— Given information —
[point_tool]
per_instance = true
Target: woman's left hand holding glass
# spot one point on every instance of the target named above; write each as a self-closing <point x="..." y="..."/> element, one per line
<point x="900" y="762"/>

— Brief —
Word for word, copy the listing above in its entirety.

— Expected output —
[point_tool]
per_instance = true
Target: woman's left hand holding glass
# spot one point on every instance of the target named above; write each as a self-closing <point x="..." y="..."/> element, one per line
<point x="900" y="762"/>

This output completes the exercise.